EXERCISE REQUIREMENTS
Each line that contains the word "vest" counts once; give the total for the records below and nothing else.

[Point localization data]
........
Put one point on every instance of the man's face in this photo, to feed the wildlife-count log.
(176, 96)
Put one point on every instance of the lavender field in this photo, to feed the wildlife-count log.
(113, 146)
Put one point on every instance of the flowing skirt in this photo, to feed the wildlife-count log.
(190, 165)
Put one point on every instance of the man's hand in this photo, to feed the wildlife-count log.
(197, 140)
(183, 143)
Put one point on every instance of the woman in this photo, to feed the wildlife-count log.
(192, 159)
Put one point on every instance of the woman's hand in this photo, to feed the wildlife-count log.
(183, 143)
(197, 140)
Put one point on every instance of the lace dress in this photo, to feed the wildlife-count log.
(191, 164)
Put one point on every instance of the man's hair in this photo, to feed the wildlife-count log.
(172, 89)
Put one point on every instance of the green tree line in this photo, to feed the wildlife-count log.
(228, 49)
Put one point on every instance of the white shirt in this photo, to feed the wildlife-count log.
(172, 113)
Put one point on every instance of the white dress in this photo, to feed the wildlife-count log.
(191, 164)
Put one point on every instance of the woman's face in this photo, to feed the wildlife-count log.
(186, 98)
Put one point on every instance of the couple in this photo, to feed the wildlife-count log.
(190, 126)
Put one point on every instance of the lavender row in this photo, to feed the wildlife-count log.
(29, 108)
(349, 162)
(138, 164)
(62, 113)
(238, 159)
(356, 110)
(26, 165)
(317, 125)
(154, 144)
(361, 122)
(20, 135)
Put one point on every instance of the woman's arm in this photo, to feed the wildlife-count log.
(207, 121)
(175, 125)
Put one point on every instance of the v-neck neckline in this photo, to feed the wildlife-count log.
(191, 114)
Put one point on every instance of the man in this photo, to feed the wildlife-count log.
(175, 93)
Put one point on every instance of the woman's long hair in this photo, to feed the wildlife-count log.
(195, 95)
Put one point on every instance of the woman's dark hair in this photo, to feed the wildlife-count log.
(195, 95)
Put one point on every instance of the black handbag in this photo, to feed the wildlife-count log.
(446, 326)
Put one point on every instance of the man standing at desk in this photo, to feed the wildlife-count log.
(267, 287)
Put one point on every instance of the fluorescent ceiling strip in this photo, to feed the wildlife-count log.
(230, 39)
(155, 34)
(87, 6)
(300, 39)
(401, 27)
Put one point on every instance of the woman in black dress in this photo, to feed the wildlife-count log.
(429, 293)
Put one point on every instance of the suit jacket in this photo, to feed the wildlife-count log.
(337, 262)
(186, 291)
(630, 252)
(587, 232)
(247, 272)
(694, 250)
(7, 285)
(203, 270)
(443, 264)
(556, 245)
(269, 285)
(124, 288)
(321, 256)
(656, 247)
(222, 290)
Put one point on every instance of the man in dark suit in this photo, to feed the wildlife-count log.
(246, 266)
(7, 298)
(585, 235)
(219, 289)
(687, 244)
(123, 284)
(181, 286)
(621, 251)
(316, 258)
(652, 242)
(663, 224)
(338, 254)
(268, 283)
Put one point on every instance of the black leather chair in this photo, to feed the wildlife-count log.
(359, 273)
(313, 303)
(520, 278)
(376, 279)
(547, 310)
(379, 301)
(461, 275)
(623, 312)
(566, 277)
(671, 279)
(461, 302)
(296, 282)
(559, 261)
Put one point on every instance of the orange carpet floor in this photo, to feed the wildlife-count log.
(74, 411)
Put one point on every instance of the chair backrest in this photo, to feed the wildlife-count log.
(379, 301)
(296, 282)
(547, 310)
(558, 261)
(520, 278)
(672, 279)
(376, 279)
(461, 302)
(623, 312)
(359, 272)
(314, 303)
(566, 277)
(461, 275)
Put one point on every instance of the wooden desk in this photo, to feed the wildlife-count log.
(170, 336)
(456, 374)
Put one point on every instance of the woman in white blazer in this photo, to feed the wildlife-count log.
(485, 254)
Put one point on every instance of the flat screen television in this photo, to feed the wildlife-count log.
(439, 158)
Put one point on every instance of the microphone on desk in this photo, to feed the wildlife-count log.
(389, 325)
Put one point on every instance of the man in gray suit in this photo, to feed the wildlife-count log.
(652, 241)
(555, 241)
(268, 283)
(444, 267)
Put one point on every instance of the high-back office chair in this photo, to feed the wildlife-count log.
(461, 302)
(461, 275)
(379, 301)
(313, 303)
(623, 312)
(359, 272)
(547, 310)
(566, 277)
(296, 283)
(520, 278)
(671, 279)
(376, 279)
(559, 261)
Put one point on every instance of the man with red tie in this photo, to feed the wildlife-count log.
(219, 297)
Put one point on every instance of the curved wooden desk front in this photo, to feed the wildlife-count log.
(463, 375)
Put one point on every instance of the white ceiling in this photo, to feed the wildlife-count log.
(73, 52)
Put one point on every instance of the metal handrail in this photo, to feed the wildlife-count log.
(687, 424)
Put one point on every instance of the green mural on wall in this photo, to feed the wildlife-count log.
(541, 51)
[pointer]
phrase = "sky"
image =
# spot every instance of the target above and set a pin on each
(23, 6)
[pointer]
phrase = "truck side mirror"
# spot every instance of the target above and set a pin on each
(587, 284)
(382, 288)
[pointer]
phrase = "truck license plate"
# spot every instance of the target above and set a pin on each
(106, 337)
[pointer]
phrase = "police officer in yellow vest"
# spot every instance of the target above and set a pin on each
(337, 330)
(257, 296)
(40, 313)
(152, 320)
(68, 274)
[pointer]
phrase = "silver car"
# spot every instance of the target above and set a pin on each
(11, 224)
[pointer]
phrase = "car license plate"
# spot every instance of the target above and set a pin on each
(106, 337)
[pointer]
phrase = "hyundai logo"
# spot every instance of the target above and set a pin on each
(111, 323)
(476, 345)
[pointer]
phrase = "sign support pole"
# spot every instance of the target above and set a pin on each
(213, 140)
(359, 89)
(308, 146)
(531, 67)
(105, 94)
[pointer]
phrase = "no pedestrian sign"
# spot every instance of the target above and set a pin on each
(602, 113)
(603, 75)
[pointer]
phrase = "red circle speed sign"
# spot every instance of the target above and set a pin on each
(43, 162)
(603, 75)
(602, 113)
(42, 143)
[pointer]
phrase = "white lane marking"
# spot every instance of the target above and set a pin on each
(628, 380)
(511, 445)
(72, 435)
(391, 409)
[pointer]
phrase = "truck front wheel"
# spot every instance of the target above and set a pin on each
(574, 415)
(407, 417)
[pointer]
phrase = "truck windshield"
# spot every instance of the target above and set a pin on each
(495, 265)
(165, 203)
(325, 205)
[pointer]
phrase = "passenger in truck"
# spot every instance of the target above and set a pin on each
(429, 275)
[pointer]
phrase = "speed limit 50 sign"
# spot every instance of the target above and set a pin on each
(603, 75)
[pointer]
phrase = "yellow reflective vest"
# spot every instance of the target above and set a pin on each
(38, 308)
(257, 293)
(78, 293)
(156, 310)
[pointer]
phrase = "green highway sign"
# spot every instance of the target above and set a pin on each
........
TASK RESULT
2